* **Description of the task**: Please write out exactly the lines that begin at the line containing "[indicate] the pectoral" and run to the end of the records.
------ Records to process
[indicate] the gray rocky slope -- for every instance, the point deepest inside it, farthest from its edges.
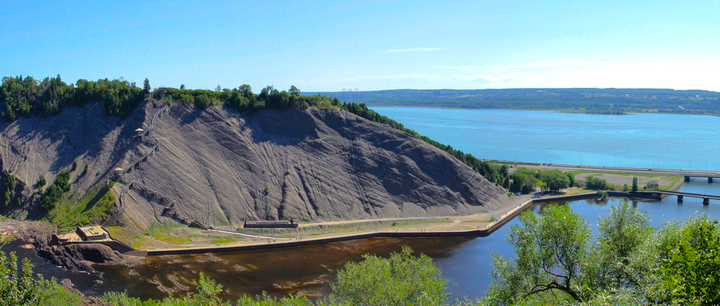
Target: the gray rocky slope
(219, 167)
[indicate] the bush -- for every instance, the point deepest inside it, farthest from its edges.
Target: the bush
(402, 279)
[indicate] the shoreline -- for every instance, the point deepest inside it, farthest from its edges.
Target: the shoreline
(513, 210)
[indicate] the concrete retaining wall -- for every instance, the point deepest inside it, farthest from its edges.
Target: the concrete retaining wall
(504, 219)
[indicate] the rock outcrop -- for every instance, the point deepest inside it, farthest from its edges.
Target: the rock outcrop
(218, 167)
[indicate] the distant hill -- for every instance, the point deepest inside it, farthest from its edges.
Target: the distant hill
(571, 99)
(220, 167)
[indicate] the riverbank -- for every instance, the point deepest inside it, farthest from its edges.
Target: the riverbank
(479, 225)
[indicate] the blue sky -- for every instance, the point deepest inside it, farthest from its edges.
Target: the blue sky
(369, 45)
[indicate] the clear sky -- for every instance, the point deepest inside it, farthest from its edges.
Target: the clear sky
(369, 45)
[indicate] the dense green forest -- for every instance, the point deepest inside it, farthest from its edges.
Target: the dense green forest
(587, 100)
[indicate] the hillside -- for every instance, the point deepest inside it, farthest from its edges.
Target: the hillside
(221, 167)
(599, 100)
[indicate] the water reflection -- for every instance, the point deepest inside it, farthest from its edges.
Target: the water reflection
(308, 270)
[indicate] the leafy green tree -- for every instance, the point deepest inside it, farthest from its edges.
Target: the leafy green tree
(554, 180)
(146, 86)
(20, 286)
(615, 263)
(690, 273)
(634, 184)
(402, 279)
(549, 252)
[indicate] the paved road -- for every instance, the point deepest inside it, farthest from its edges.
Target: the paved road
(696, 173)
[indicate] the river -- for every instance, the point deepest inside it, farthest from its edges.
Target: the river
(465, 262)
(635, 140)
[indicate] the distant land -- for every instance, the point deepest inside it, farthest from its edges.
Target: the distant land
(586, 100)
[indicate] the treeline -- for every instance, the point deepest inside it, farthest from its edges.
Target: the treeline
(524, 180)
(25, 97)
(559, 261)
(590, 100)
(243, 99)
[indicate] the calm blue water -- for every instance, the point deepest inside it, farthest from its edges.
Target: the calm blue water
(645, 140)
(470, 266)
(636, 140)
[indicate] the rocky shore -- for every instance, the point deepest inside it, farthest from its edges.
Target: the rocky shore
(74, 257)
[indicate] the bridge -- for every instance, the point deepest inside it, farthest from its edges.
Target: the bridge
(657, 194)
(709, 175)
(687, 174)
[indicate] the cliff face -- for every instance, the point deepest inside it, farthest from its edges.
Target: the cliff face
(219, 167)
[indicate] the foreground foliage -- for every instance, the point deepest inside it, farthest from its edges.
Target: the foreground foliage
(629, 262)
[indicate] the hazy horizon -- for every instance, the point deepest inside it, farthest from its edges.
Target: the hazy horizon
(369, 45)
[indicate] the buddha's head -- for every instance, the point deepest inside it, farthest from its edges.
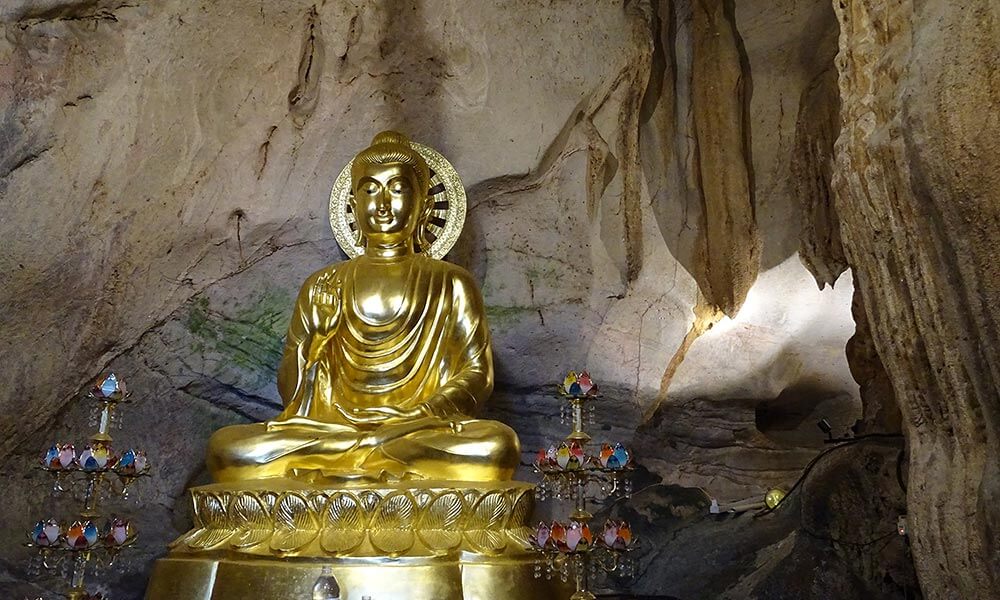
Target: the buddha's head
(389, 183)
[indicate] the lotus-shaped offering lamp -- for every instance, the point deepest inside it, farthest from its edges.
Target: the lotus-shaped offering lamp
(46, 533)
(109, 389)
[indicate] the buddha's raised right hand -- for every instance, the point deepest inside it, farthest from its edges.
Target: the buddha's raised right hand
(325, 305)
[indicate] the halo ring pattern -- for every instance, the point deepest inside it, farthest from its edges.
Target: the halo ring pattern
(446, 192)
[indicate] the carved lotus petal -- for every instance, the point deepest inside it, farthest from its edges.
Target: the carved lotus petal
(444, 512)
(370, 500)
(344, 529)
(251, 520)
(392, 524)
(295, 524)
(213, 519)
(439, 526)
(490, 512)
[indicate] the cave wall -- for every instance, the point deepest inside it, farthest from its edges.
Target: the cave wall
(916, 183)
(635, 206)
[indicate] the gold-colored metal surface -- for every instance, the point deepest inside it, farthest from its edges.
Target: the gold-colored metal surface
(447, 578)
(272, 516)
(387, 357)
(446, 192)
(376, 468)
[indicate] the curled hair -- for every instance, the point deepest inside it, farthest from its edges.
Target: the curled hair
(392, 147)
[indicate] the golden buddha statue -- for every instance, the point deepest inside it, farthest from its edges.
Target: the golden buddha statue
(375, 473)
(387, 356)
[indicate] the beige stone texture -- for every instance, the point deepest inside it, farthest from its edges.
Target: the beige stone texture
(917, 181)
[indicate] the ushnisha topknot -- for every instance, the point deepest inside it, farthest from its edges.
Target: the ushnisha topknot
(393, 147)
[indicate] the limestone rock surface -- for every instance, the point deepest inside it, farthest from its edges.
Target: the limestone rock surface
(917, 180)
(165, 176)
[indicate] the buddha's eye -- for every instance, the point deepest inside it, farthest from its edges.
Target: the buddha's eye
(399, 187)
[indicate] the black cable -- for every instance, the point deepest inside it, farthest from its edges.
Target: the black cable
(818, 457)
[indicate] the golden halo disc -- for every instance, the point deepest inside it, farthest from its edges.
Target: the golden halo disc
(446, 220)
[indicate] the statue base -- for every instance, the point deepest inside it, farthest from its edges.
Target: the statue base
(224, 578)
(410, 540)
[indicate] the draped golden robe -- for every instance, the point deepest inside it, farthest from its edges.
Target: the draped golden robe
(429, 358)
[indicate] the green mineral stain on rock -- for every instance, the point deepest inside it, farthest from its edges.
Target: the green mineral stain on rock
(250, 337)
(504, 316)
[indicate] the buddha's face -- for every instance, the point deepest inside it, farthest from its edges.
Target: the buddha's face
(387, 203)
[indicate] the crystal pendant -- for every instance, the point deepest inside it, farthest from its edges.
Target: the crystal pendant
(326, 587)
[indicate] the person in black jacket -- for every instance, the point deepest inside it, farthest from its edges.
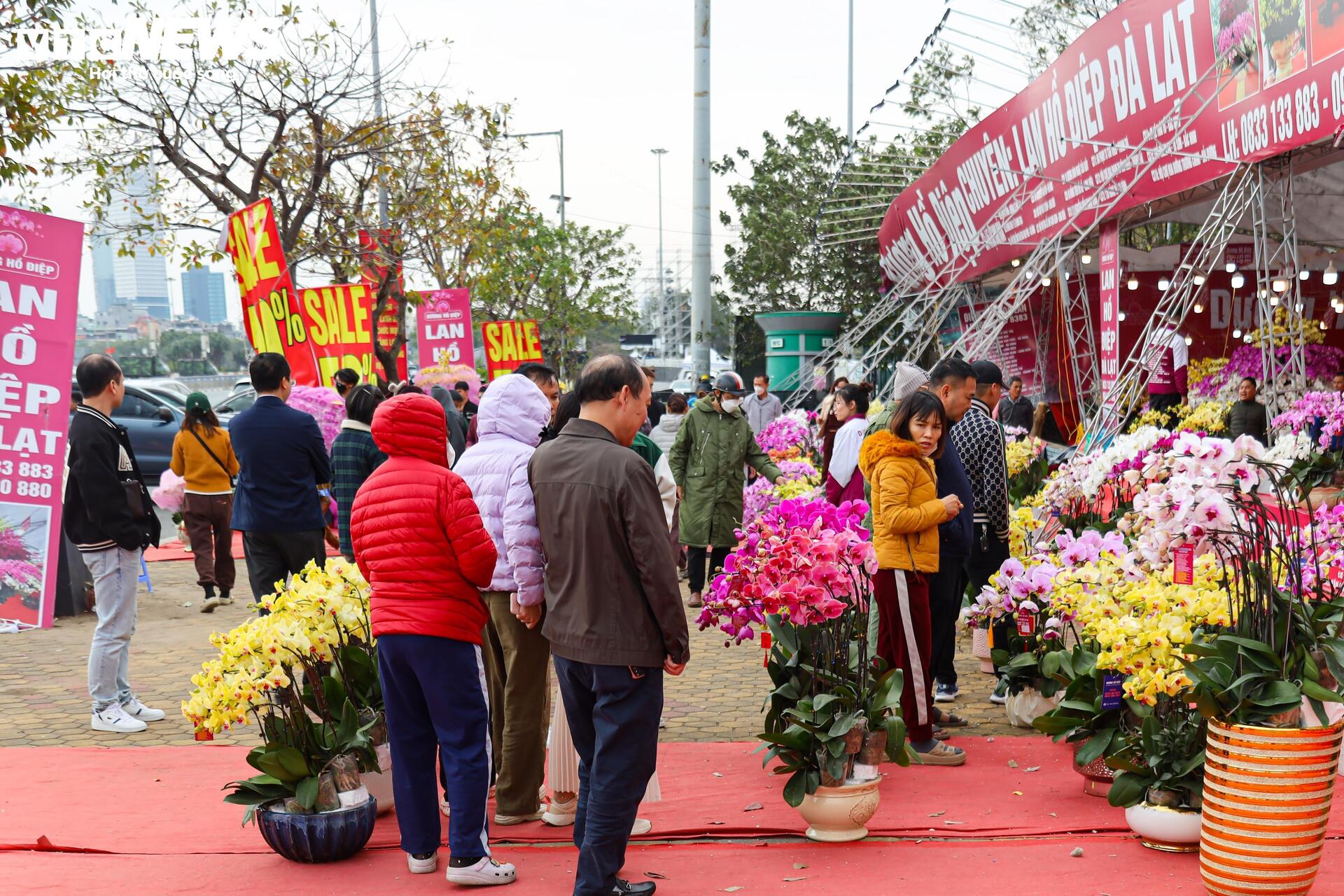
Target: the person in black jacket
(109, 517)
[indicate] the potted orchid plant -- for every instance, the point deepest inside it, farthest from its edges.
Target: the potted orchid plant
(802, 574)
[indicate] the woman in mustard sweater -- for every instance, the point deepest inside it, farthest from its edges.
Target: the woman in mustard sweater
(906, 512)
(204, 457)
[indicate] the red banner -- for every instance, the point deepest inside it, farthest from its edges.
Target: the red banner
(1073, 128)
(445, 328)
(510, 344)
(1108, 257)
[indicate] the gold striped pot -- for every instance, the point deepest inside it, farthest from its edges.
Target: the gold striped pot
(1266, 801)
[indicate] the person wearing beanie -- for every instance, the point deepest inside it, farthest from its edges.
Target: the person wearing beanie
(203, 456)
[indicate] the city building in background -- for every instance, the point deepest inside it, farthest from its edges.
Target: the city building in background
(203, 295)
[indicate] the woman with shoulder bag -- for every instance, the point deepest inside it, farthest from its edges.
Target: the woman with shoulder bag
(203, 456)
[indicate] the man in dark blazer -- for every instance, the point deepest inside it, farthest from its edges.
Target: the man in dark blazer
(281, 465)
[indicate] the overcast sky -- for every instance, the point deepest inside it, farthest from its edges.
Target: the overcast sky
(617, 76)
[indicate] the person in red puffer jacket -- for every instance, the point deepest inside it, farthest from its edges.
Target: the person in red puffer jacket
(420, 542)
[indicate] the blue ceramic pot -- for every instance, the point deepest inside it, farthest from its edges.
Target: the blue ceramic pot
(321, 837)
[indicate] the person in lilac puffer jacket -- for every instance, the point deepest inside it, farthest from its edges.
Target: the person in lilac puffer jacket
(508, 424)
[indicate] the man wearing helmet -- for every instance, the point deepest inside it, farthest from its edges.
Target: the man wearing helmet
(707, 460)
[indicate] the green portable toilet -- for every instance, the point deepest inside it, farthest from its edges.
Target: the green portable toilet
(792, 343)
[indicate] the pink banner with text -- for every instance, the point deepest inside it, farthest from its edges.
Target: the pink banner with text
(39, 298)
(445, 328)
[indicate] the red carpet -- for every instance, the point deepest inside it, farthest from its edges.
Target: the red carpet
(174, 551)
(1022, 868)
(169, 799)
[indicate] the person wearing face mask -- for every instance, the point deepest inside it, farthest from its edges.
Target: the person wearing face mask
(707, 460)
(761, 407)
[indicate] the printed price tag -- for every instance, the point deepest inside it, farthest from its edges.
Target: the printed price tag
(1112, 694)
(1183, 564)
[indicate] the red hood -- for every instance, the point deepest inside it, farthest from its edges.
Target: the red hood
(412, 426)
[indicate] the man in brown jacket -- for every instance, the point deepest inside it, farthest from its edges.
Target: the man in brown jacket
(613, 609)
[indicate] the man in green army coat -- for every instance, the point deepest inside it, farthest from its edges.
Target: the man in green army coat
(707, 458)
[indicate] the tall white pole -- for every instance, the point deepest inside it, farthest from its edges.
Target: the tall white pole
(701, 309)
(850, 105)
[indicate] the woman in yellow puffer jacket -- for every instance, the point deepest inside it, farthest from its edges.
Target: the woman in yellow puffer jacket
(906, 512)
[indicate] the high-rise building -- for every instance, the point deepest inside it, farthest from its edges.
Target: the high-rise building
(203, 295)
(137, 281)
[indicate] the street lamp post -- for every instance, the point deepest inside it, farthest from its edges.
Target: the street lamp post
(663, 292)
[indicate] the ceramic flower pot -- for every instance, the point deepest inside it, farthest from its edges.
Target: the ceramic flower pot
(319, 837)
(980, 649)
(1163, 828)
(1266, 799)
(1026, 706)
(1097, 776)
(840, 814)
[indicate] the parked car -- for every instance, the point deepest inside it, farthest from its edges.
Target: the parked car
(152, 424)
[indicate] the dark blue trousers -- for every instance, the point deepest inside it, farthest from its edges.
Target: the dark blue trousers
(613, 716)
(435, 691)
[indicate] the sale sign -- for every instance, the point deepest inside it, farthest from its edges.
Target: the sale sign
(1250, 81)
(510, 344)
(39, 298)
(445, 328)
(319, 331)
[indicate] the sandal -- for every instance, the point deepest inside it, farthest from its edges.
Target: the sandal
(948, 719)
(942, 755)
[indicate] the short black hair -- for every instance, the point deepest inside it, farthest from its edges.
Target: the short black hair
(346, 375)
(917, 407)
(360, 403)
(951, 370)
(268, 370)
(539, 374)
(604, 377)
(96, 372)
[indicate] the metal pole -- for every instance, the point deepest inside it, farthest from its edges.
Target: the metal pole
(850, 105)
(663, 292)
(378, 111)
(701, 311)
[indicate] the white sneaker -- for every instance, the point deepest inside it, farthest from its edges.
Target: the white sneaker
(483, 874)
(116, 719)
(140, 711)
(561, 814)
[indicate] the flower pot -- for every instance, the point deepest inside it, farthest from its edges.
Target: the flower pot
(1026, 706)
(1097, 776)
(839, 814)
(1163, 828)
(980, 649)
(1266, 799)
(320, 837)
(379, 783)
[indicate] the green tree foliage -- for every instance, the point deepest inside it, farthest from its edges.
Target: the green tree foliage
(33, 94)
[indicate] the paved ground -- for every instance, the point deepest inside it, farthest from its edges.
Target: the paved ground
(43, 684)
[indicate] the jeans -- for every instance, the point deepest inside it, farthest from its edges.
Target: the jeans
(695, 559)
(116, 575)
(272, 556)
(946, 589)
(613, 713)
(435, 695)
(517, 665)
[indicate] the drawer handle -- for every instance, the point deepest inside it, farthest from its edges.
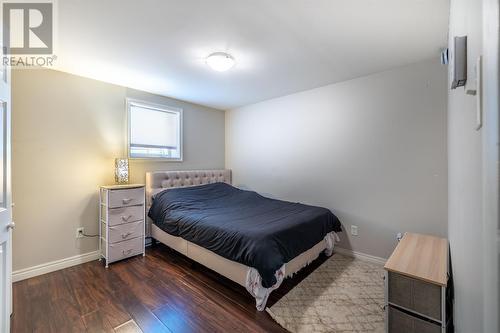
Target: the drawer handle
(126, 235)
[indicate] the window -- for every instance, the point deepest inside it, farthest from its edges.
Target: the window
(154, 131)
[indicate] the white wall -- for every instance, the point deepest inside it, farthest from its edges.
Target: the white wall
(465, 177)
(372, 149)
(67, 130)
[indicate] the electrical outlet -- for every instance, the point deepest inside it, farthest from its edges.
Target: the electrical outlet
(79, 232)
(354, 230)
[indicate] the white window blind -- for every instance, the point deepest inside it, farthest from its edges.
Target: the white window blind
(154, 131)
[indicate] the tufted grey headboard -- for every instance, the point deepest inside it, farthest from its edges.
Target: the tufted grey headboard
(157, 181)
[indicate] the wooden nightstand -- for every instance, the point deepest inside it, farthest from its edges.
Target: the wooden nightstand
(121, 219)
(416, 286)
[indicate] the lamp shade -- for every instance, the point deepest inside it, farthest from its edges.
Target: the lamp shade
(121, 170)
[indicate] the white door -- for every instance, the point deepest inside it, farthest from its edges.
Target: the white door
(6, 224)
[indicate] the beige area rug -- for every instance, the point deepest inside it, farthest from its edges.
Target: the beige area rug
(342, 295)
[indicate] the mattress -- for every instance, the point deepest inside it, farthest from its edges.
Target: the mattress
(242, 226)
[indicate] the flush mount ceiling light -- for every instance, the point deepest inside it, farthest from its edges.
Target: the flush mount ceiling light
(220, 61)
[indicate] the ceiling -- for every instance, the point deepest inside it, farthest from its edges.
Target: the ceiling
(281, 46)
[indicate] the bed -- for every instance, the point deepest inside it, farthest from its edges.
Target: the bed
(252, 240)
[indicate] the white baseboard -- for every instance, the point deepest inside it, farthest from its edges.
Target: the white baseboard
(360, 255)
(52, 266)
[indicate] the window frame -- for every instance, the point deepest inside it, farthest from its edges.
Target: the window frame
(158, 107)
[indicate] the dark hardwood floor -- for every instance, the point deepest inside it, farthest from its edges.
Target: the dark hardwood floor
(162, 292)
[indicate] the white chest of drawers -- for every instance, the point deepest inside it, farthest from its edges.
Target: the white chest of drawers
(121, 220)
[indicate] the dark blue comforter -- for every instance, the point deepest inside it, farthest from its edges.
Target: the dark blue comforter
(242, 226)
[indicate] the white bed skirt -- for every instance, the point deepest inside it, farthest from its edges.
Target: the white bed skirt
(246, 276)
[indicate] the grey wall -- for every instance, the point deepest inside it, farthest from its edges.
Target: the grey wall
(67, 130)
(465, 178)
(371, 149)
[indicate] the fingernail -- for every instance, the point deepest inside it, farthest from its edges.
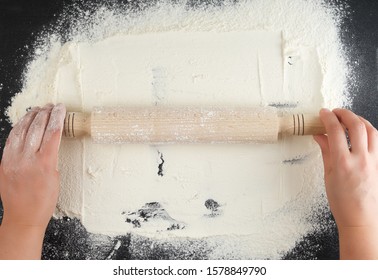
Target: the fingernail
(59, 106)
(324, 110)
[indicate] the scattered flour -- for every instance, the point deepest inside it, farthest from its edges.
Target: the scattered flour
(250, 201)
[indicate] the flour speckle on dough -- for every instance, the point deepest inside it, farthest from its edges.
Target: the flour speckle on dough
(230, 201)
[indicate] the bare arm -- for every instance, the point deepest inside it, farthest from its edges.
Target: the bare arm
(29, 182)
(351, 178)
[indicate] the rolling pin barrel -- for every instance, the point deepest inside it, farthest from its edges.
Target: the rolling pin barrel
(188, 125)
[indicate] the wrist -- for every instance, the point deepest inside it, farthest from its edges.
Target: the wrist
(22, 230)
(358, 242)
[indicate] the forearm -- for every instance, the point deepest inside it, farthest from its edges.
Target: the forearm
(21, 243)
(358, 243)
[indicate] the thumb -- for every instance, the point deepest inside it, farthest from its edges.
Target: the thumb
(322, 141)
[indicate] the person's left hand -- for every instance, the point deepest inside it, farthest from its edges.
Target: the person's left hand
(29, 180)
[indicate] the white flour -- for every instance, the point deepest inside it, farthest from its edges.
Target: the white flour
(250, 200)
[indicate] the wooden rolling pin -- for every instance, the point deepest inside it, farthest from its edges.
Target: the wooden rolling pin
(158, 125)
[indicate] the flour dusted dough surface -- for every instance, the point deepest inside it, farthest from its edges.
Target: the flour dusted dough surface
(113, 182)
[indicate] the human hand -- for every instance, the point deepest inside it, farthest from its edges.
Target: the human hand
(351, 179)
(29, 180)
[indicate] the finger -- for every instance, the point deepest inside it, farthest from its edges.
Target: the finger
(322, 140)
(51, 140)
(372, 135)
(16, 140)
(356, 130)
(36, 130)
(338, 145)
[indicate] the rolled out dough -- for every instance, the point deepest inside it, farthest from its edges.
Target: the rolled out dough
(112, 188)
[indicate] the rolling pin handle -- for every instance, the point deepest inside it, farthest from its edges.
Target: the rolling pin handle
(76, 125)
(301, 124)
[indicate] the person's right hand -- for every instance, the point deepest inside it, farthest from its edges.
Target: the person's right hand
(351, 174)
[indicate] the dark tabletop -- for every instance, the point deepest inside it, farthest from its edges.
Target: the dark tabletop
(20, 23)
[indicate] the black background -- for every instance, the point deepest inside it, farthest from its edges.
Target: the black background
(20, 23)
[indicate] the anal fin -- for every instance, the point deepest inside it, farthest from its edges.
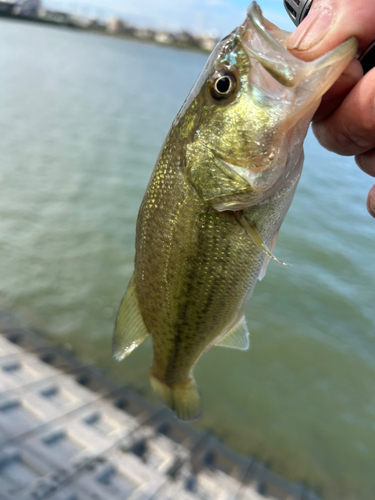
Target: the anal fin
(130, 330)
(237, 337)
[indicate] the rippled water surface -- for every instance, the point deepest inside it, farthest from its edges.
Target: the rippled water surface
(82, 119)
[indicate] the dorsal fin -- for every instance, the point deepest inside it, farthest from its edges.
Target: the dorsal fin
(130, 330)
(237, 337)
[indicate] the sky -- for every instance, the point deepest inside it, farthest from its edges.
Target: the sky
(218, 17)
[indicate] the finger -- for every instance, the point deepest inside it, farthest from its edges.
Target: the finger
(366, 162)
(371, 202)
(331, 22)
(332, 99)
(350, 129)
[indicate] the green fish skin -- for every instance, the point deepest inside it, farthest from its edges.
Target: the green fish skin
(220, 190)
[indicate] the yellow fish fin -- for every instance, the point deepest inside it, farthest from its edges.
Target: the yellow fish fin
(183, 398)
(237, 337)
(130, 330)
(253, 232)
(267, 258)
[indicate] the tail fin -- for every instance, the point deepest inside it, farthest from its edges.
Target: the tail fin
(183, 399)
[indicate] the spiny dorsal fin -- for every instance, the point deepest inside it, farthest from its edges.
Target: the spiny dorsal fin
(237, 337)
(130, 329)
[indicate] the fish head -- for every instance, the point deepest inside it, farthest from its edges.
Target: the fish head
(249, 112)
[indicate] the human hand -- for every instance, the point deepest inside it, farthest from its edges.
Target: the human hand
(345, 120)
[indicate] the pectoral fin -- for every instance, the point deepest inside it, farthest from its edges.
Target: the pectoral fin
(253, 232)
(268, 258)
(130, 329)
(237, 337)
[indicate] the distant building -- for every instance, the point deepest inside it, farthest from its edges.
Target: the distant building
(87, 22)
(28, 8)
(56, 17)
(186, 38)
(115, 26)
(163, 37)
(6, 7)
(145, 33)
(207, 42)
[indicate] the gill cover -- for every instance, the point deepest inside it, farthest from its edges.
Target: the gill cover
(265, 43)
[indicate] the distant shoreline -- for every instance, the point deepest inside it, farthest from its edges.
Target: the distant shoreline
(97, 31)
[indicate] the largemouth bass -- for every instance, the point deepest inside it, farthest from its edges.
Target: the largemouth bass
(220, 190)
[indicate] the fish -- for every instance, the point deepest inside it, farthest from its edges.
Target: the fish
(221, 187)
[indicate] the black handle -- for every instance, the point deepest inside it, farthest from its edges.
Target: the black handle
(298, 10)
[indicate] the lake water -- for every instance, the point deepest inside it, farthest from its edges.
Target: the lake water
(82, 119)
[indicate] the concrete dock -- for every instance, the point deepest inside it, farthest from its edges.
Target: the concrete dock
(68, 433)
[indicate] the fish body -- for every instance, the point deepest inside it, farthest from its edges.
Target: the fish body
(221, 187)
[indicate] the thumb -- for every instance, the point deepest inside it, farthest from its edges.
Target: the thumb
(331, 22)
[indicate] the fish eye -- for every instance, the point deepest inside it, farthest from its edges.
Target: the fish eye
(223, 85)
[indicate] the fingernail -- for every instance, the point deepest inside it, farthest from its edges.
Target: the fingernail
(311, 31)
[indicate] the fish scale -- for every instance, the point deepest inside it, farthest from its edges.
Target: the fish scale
------------
* **Exercise solution**:
[indicate] the pectoral fin -- for every instance, the point deepest inside it, farthest from its edges.
Target: the pectoral fin
(253, 232)
(268, 258)
(130, 329)
(237, 337)
[indicate] the distant building -- for every instance, the point deepest inside it, farthest from its edges.
Target: the distant building
(87, 22)
(28, 8)
(56, 17)
(186, 38)
(115, 26)
(163, 37)
(6, 7)
(145, 33)
(207, 42)
[indicate] the gill cover -- for every instance, the point deepest inside it, farthest from its edges.
Target: the gill cover
(265, 43)
[indicate] the distant shoreline -- for every instance, the point deepest inside it, farthest from its edges.
Target: the distant shoreline
(97, 31)
[indicate] the largemouth bass -- for every instance, the point deepest inside it, farthest from its edges.
Target: the largemouth bass
(220, 190)
[indicate] the fish -- for every instance, the point deepest inside it, farthest from its edges.
Target: the fish
(221, 187)
[indicate] the black handle -- for every instance, the point deepest inside it, farthest from its edges.
Target: the black handle
(298, 10)
[indicate] the lake water -- for every instance, the point deepest inside it, farthest from its edges.
Target: the lake water
(82, 119)
[indicate] the concrete dock -- for every instance, the point deepest inside it, farthest from its edges.
Target: the concrete dock
(68, 433)
[indicate] the fish body -- for every instance, the point deepest inside it, farthest from its edges.
Target: the fish body
(221, 187)
[indicate] the thumb -- for every instance, the point deepest inside it, farthest from its edges.
Target: the thumb
(331, 22)
[indicate] the fish eye -- for every instance, the point deepest inside it, farthest from its edges.
Target: the fish eye
(223, 85)
[indicate] the fingernail -- for every instance, the point deepest inside it, farthest from its edges.
Target: the fingernail
(311, 31)
[indicate] the fish scale -- for every instance, the point deepest inside it, farthest from its edges.
Target: the fish scale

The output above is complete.